Given exercise:
Could you continue the article below on performance metrics for project-based firms, picking up right after its last sentence?

Source:
-----

Top Firm-Wide and Project Performance Metrics for Project-based Firms
In order to truly gain a holistic view of the organization, there are key financial ratios and indicators that project-based firms should focus upon at regular intervals. Some key project performance metrics need to be monitored on a real-time basis, or at least weekly, while others are more relevant on a monthly basis. Also, because firms must first win projects and engage in other activities that do not directly produce revenue, project-based firms should also regularly monitor firm-wide metrics.
We should not focus on a single metric but rather, should adopt a more comprehensive view and monitor a handful of key metrics. For example, firms might reach the target for their Net Effective Multiplier (NEM) and yet have too few revenue producing projects, too much overhead, and poor utilization rates.
Key Project Performance Metrics for Management
At a minimum, firms should monitor their Net Effective Multiplier (NEM) on a monthly basis. The NEM is calculated by dividing net services revenue by direct labor, which is the cost of labor charged to projects. Net service revenue is total revenue less direct cost (i.e., Direct and Reimbursable Consultants and Expenses).
Most firms would like to see a multiplier that is better than 3 times direct labor. In its recent AE Clarity Report for 2012, Deltek reported an average of 2.9 with top performing firms reporting 3.43.
One way higher performing firms achieve a better NEM is by assigning appropriate resources to their projects. More experienced resources are typically very productive, but their higher labor cost drives the NEM downward. Thus, it is important to assign the resources with the right level of expertise to complete the task at hand.
Some firms prefer to report and monitor the Realization Ratio in lieu of the NEM. The Realization Ratio is calculated by dividing net services revenue by direct labor at billing rates instead of cost rates. A target Realization Ratio would be greater than 1.
On at least a weekly basis, if not real-time, firms should monitor Project Estimate-to-Complete (ETC) and Estimate-at-Completion (EAC) values. ETC amounts are how much additional money must be spent from tomorrow through the end of the project to complete the work. EAC amounts are how much total money you expect to have spent at the end of the project. This is calculated as the job-to-date costs plus the estimate-to-complete costs. ETC amounts can be calculated simply by maintaining schedules. With a timeline defined, ETC amounts are simply future scheduled amounts at either cost or billing rates.

-----

Data rows:
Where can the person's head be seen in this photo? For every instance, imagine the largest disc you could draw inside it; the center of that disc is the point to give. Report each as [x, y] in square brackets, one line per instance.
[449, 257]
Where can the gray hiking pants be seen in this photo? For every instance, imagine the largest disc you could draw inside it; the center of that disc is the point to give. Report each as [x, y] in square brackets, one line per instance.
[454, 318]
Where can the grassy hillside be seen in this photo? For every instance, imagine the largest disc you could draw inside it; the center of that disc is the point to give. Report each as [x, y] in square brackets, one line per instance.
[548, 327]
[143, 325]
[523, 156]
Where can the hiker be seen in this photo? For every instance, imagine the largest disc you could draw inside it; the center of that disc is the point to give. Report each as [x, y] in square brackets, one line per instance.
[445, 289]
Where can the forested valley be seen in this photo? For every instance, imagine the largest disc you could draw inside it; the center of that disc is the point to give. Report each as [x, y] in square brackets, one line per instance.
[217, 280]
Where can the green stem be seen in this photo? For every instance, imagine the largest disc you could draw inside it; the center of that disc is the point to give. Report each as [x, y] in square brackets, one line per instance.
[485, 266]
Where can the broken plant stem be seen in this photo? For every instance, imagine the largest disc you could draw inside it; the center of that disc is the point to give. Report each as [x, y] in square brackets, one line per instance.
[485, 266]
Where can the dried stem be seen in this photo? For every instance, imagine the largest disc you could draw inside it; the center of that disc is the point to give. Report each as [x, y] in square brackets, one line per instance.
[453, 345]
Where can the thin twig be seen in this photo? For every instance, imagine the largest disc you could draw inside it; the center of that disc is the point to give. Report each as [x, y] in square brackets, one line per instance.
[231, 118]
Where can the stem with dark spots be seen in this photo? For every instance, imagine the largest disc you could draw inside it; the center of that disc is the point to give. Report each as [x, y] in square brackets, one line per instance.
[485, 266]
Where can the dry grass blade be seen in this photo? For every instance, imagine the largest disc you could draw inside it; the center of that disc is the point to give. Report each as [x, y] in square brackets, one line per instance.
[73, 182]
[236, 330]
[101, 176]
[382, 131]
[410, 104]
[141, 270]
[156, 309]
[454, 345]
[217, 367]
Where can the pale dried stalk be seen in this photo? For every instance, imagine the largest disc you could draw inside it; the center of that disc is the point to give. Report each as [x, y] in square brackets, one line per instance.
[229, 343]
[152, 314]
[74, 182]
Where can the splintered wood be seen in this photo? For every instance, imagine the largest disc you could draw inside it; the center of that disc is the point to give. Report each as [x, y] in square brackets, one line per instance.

-----

Answer to the exercise:
Best Practices Tips: To monitor ETC and EAC amounts in real-time, it’s a best practice to complete timesheets on a daily basis. Additionally, to establish a proper Project Work Breakdown Structure, subdivide a project into smaller more manageable components (e.g., phases and tasks) to maintain schedules and monitor these amounts. Ideally, EAC amounts will not exceed budgets but by monitoring these calculations weekly, firms are better able to keep projects on track and the work within scope.
Key Firm-Wide Management Metrics
Firms should monitor their utilization and overhead rates on a monthly basis, at a minimum. The Utilization Rate is calculated by dividing the cost of labor charged to projects by the total labor cost of the firm. In the early referenced Deltek's 2012 AE Clarity Report, the average employee utilization rate was reported as 59.8%. Excluding vacation, holiday, and sick time it was 65.4%.
Firms can improve employee utilization by setting realistic utilization targets, properly allocating resources, managing client expectations, and having employees monitor their performance against their target, real-time, while completing timesheets each day. The Overhead Rate is calculated by dividing total overhead (before distributions) by total direct labor expense. Typically, bonuses are excluded from overhead for this calculation.
An interesting finding from Deltek’s AE Clarity Report was the average overhead rate for 2012 which was 161.6% with bonuses excluded and 175.7% with bonuses. Rates were not significantly different for higher performing firms suggesting they had achieved higher project profitability with better NEMs and better utilization rates.
The bottom line is that there is no magic bullet but rather a handful of key project performance metrics firms should monitor at regular intervals to maintain profitability. Does your firm have a global view of your firm metrics? Schedule a demo today to see how Deltek Vision is an ERP specifically designed to provide access to these key metrics and many more.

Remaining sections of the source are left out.